→ **Data excerpts**:
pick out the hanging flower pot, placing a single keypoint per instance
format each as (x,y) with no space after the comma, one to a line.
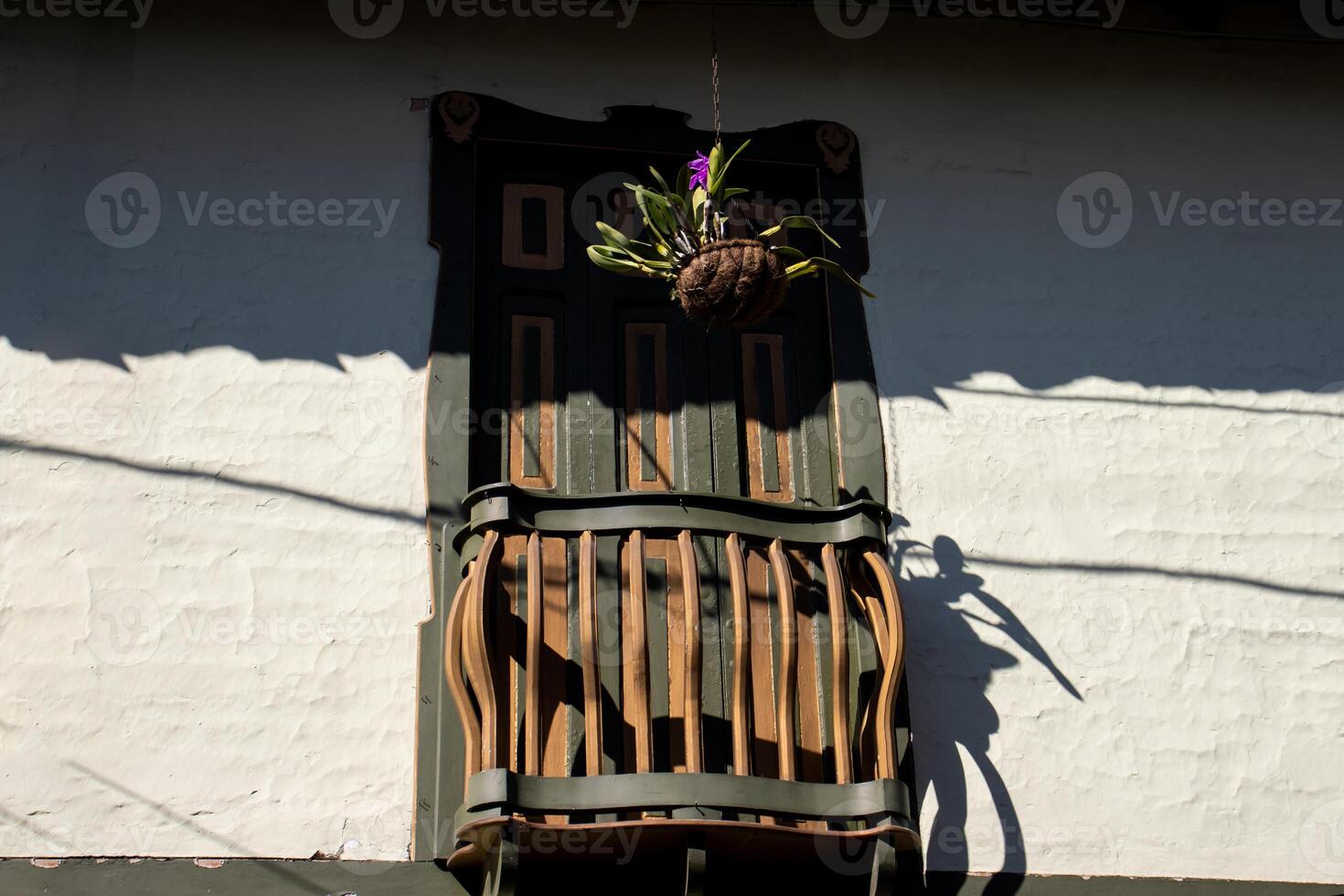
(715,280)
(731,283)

---

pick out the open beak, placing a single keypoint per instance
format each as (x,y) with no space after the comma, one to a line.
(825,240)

→ **Your goal**: Extract every line in the items above that contains the string 'single', copying each one unchanged.

→ **Output of the task**:
pick out the hanging flower pot, placing a single keypoint per instance
pick out the open beak, placing a single keypoint per instance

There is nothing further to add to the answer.